- [ASSIGNMENT] For every line in the material, print that line exactly.

+---+

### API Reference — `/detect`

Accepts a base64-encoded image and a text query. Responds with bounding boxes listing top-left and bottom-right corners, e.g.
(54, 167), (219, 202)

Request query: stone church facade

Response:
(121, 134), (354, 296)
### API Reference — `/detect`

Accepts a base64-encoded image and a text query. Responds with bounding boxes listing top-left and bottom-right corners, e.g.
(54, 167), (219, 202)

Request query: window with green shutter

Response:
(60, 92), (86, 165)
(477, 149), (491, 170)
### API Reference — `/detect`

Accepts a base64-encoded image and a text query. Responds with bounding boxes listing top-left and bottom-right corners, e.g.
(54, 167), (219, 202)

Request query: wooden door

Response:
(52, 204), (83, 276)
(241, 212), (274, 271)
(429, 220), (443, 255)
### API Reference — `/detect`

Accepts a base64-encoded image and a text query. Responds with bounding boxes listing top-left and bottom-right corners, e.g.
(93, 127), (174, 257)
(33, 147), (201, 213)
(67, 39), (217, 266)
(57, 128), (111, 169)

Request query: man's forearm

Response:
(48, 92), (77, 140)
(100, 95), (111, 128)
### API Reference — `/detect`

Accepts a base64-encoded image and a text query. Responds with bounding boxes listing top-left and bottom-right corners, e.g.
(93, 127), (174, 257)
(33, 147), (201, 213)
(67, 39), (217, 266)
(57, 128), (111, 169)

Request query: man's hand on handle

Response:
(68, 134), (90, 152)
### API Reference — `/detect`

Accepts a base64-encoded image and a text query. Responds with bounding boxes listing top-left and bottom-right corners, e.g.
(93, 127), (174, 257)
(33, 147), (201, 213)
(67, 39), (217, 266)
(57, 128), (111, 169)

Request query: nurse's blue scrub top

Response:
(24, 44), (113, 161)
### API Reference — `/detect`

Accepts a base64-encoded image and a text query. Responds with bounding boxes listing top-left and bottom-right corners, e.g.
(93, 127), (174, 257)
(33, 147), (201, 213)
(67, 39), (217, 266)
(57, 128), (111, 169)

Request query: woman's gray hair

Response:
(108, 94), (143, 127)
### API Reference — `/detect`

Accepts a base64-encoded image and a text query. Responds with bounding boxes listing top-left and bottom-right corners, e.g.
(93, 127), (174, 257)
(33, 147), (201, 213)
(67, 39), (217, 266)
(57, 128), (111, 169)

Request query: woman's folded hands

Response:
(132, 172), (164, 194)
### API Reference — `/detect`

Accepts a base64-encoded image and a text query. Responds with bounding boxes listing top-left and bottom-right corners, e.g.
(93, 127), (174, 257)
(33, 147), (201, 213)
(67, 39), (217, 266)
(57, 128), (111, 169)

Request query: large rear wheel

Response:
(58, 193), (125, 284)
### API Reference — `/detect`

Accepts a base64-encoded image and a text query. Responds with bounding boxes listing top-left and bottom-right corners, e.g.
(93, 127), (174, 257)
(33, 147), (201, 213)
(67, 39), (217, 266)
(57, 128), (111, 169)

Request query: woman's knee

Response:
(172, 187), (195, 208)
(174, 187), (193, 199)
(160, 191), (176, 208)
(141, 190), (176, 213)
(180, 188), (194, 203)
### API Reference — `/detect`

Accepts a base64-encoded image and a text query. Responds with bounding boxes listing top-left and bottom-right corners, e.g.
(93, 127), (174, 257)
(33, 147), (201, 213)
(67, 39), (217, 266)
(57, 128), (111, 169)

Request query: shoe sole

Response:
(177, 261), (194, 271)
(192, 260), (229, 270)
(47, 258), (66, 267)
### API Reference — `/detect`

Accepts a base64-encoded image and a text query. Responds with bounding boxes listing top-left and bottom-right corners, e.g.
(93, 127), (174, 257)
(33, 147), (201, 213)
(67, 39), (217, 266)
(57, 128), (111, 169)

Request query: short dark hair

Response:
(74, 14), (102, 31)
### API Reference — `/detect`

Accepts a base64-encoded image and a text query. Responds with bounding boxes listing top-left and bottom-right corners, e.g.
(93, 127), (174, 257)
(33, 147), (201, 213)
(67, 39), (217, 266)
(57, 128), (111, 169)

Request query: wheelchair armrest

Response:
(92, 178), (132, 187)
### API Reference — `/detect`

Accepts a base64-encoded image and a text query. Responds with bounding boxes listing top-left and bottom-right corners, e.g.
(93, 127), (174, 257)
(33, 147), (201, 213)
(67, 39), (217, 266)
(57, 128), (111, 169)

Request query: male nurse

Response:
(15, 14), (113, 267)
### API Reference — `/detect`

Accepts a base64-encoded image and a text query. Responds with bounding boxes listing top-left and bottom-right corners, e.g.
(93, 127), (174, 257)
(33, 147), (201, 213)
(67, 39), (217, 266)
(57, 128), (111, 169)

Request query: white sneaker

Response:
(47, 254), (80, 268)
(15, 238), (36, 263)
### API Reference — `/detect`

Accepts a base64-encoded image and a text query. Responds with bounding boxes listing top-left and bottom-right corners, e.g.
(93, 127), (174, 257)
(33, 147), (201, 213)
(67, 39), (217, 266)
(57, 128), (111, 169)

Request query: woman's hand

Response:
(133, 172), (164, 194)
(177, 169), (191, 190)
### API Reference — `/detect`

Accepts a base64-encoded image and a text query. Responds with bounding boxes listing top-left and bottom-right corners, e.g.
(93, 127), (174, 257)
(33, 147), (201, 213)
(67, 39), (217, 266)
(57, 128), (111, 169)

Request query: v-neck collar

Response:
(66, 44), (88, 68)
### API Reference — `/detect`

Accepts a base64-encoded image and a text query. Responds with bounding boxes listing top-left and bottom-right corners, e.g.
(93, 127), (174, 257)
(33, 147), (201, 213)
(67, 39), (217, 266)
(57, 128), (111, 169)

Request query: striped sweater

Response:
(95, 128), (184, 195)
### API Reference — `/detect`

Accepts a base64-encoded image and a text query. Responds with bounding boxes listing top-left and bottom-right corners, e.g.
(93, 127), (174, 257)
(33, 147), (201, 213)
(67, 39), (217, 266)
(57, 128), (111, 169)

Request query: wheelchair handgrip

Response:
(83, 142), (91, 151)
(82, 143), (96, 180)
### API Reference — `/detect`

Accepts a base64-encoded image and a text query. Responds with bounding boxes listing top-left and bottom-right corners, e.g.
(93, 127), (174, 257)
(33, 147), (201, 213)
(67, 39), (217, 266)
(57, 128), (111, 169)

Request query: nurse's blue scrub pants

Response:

+---+

- [EXPECTED ANSWER]
### API Reference — `/detect`

Accepts a base64-encoded image and a text query. Responds with bounding boxes listing top-left and bottom-right corners, e.g.
(54, 167), (219, 202)

Request query: stone church facade

Response:
(121, 134), (354, 296)
### API Reference — `/detect`

Accepts a base64-encoded image and a text query. Responds with bounding boxes listing top-left and bottom-right corners, e.g.
(54, 167), (219, 202)

Request query: window with green shutter

Response:
(60, 92), (86, 165)
(477, 149), (491, 170)
### API Reference — `/detect`

Accepts a base64-encoded image and a text query. Responds with bounding boxes listing top-left and bottom-right corners, e.g.
(54, 167), (219, 202)

Request query: wooden door

Response:
(52, 204), (83, 276)
(241, 212), (274, 271)
(429, 220), (443, 255)
### API Reference — `/detect`

Accepts a base64-encoded image and a text query. Responds with bounding boxes listing top-left and bottom-right corners, e.g.
(93, 127), (174, 257)
(33, 147), (201, 213)
(67, 39), (217, 266)
(57, 128), (111, 169)

Request query: man's forearm

Response:
(48, 92), (77, 140)
(100, 95), (111, 128)
### API Reference — `/detect`

Accepts a base64-encoded image and a text query. Responds with bounding boxes listing top-left and bottom-right corners, e.g.
(93, 127), (174, 257)
(33, 147), (201, 213)
(67, 39), (217, 266)
(57, 128), (111, 169)

Request query: man's hand on handle

Response:
(68, 134), (90, 152)
### API Reference — `/detect`

Accepts a base64-encoded image and a text query. Responds with bounding boxes listing top-left and bottom-right corners, e.g.
(93, 127), (174, 257)
(33, 147), (201, 213)
(67, 39), (217, 266)
(57, 128), (111, 169)

Request query: nurse's blue scrub top

Response:
(24, 44), (113, 161)
### API Reference — `/detect`

Accepts a base64-encoded image and a text query. Responds with bounding boxes listing top-left and bottom-right corners, e.g.
(93, 127), (174, 257)
(33, 147), (201, 213)
(67, 39), (217, 266)
(57, 128), (111, 169)

Request query: woman's gray hair

Response:
(108, 94), (143, 127)
### API Reference — `/detect`

Accepts a base64-encoded image and a text query. Responds with bounding boxes listing top-left and bottom-right corners, e.g.
(93, 127), (174, 257)
(33, 147), (201, 213)
(67, 39), (217, 266)
(57, 128), (111, 169)

Request query: woman's folded hands

Response:
(132, 172), (164, 194)
### API Reference — `/detect`

Accepts a base64-encoded image and a text query. Responds with bounding boxes listing top-left and bottom-right corners, e.g.
(93, 127), (174, 257)
(33, 147), (201, 213)
(67, 39), (217, 266)
(57, 128), (111, 169)

Request query: large rear wheel

Response:
(58, 193), (125, 284)
### API Reference — `/detect`

Accepts a base64-encoded image and a text query. Responds with bounding boxes listing top-left and bottom-right corners, e.g.
(93, 127), (174, 257)
(33, 147), (201, 213)
(67, 39), (217, 266)
(57, 128), (111, 169)

Request query: woman's knee

Response:
(172, 187), (195, 208)
(174, 187), (193, 199)
(160, 191), (176, 208)
(141, 190), (176, 213)
(180, 188), (194, 203)
### API Reference — `/detect`

Accepts a base64-encoded image and a text query. Responds with bounding boxes listing top-left and bottom-right corners, e.g.
(93, 127), (174, 257)
(33, 147), (201, 213)
(67, 39), (217, 266)
(57, 128), (111, 169)

Request query: shoe sole

Response:
(177, 261), (194, 271)
(192, 260), (229, 270)
(47, 258), (66, 267)
### API Reference — `/detect`

Accepts a base64-encoded image and a text query. Responds with bounding boxes listing top-left and bottom-right corners, e.g.
(93, 127), (174, 257)
(33, 147), (201, 213)
(67, 39), (217, 266)
(57, 128), (111, 169)

Request query: short dark hair

Response:
(74, 14), (102, 31)
### API Reference — `/detect`

Accepts a base64-encoded image and a text query. Responds with bounding boxes listing top-left and bottom-right corners, e.g.
(93, 127), (174, 257)
(33, 147), (201, 213)
(67, 39), (217, 266)
(57, 128), (111, 169)

Request query: wheelchair armrest

Response:
(92, 178), (132, 187)
### API Reference — `/detect`

Accepts a base64-encoded image and a text query. Responds with bounding boxes listing top-left and bottom-right corners, e.g.
(93, 127), (174, 257)
(33, 147), (201, 213)
(67, 39), (217, 266)
(57, 128), (111, 169)

Request query: male nurse

Response:
(15, 14), (113, 267)
### API Reference — `/detect`

Accepts a base64-encoded image and a text query. Responds with bounding boxes listing top-left and bottom-right corners, e.g.
(93, 127), (174, 257)
(33, 147), (201, 213)
(67, 39), (217, 266)
(57, 128), (111, 169)

Request query: white sneaker

Response:
(47, 254), (80, 268)
(15, 238), (36, 263)
### API Reference — `/detect`

Accepts a base64-encoded image and a text query. Responds with bounding boxes listing top-left and bottom-right corners, e.g.
(93, 127), (174, 257)
(33, 147), (201, 213)
(67, 39), (217, 266)
(57, 128), (111, 169)

Request query: woman's hand

Response:
(133, 172), (164, 194)
(177, 169), (191, 190)
### API Reference — `/detect`

Accepts a base64-encoded image and a text query. Responds with bounding boxes listing top-left and bottom-right corners, e.g.
(93, 127), (174, 257)
(33, 147), (201, 213)
(67, 39), (217, 266)
(57, 128), (111, 169)

Request query: v-neck collar

Response:
(66, 44), (88, 68)
### API Reference — `/detect`

Accepts a base64-encoded image and a text query. Responds with bounding boxes listing top-left and bottom-right corners, e.g.
(93, 127), (174, 257)
(33, 147), (201, 213)
(67, 39), (217, 266)
(57, 128), (111, 169)

Request query: striped sweater

Response:
(95, 128), (184, 195)
### API Reference — `/detect`

Accepts a base64-encoded image and a text query. Responds with bounding boxes listing top-left and bottom-right corners, e.g.
(93, 127), (174, 257)
(33, 147), (201, 213)
(67, 39), (217, 266)
(57, 128), (111, 169)

Request query: wheelchair handgrip

Response:
(83, 142), (91, 151)
(82, 143), (96, 180)
### API Reference — `/detect`

Accepts a base64-encoded image and a text query. Responds with bounding boxes listing top-left and bottom-right corners, e.g.
(93, 127), (174, 257)
(33, 147), (201, 213)
(67, 39), (217, 266)
(57, 128), (111, 169)

Request query: nurse's blue scrub pants

Response:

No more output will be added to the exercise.